Behavior based on learned customs is not a bad thing. Being familiar with unwritten rules helps people feel secure and “normal.” Most people want to live their daily lives confident that their behaviors will not be challenged or disrupted. But even an action as seemingly simple as commuting to work evidences a great deal of cultural propriety.
Take the case of going to work on public transportation. Whether people are commuting in Dublin, Cairo, Mumbai, or San Francisco, many behaviors will be the same, but significant differences also arise between cultures. Typically, a passenger will find a marked bus stop or station, wait for his bus or train, pay an agent before or after boarding, and quietly take a seat if one is available (Figure 2.1). But when boarding a bus in Cairo, passengers might have to run, because buses there often do not come to a full stop to take on patrons. Dublin bus riders would be expected to extend an arm to indicate that they want the bus to stop for them. And when boarding a commuter train in Mumbai, passengers must squeeze into overstuffed cars amid a lot of pushing and shoving on the crowded platforms. That kind of behavior would be considered the height of rudeness in the United States, but in Mumbai it reflects the daily challenges of getting around on a train system that is taxed to capacity.
▬▬▬▬▬▬▬▬▬▬
**What to work on:**
1 > Please extract the portion of the passage on commuting customs between "Behavior based on" and "of cultural propriety.", inclusive.
2 > According to the passage on commuting customs, what are Dublin bus riders expected to do when they want a bus to stop?
3 > Write the next part of the passage on commuting customs, starting after its last sentence.
▬▬▬▬▬▬▬▬▬▬
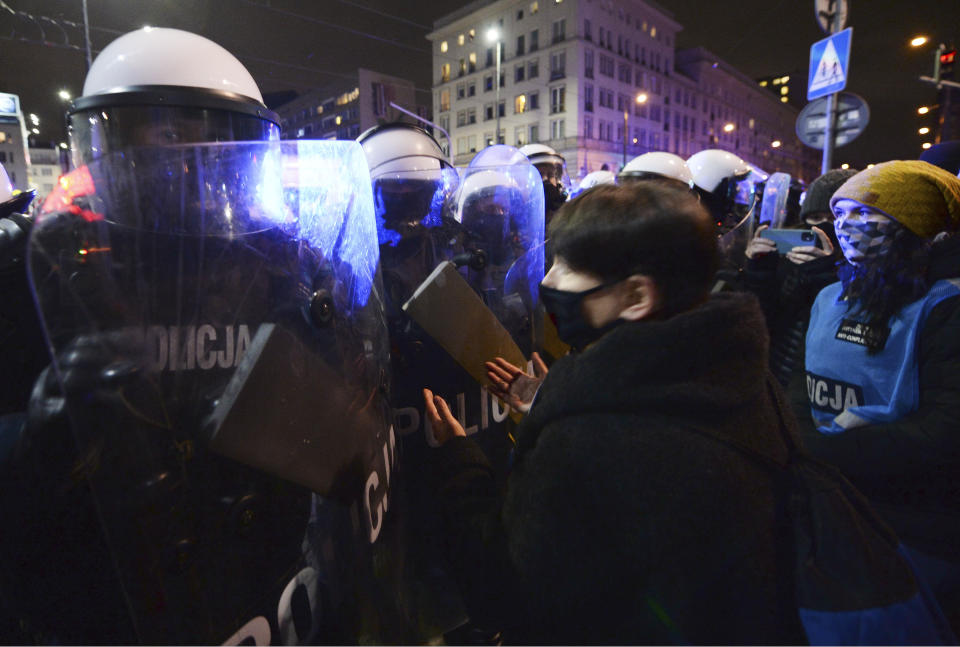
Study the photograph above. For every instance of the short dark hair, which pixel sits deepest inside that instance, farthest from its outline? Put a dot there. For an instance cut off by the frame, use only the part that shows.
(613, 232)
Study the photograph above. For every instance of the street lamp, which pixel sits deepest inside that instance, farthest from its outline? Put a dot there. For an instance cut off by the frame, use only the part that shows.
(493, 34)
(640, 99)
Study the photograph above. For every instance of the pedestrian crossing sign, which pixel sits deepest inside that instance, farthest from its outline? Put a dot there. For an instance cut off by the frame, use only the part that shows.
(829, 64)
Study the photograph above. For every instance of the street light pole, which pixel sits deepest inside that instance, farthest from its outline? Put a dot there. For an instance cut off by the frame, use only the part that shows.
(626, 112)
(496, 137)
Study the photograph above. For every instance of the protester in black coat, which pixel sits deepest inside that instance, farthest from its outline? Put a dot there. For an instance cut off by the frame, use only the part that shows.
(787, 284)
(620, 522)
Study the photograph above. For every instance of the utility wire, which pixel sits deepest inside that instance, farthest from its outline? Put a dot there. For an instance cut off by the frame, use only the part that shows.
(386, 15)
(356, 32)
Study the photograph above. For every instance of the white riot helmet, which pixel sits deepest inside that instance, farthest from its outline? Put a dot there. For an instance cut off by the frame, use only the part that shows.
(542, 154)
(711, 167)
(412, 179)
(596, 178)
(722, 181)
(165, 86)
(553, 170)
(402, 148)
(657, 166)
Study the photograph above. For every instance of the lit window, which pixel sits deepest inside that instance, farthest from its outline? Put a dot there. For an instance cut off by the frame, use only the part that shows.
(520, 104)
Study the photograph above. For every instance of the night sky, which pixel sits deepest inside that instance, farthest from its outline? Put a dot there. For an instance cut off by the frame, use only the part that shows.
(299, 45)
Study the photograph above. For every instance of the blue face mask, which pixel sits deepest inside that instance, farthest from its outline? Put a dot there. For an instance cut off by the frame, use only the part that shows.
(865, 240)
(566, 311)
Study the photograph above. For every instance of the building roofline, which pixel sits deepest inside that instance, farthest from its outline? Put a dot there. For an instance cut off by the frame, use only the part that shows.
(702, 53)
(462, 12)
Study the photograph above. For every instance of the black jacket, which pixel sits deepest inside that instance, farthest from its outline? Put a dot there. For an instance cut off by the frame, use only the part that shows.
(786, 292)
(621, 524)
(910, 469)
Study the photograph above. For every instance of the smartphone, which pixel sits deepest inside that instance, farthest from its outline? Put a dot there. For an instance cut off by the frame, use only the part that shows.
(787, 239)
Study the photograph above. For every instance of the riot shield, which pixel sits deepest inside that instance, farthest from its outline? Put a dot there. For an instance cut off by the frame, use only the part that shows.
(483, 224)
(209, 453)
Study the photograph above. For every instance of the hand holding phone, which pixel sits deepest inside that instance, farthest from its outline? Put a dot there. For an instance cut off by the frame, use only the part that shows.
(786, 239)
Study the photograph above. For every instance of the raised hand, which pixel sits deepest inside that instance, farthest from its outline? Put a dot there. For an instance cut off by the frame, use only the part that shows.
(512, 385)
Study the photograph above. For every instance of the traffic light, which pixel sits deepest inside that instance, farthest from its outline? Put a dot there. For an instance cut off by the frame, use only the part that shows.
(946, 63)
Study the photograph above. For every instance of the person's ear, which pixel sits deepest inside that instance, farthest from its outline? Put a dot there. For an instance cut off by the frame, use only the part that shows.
▬▬▬▬▬▬▬▬▬▬
**Exercise results:**
1 >
Behavior based on learned customs is not a bad thing. Being familiar with unwritten rules helps people feel secure and “normal.” Most people want to live their daily lives confident that their behaviors will not be challenged or disrupted. But even an action as seemingly simple as commuting to work evidences a great deal of cultural propriety.

2 > They are expected to extend an arm to show that they want the bus to stop for them.

3 >
In this example of commuting, culture consists of thoughts (expectations about personal space, for example) and tangible things (bus stops, trains, and seating capacity). Material culture refers to the objects or belongings of a group of people. Metro passes and bus tokens are part of material culture, as are automobiles, stores, and the physical structures where people worship. Nonmaterial culture, in contrast, consists of the ideas, attitudes, and beliefs of a society. Material and nonmaterial aspects of culture are linked, and physical objects often symbolize cultural ideas. A metro pass is a material object, but it represents a form of nonmaterial culture, namely, capitalism, and the acceptance of paying for transportation. Clothing, hairstyles, and jewelry are part of material culture, but the appropriateness of wearing certain clothing for specific events reflects nonmaterial culture. A school building belongs to material culture, but the teaching methods and educational standards are part of education’s nonmaterial culture. These material and nonmaterial aspects of culture can vary subtly from region to region. As people travel farther afield, moving from different regions to entirely different parts of the world, certain material and nonmaterial aspects of culture become dramatically unfamiliar. What happens when we encounter different cultures? As we interact with cultures other than our own, we become more aware of the differences and commonalities between others’ worlds and our own.
Cultural Universals
Often, a comparison of one culture to another will reveal obvious differences. But all cultures also share common elements. Cultural universals are patterns or traits that are globally common to all societies. One example of a cultural universal is the family unit: every human society recognizes a family structure that regulates sexual reproduction and the care of children. Even so, how that family unit is defined and how it functions vary. In many Asian cultures, for example, family members from all generations commonly live together in one household. In these cultures, young adults continue to live in the extended household family structure until they marry and join their spouse’s household, or they may remain and raise their nuclear family within the extended family’s homestead. In the United States, by contrast, individuals are expected to leave home and live independently for a period before forming a family unit that consists of parents and their offspring. Other cultural universals include customs like funeral rites, weddings, and celebrations of births. However, each culture may view the ceremonies quite differently.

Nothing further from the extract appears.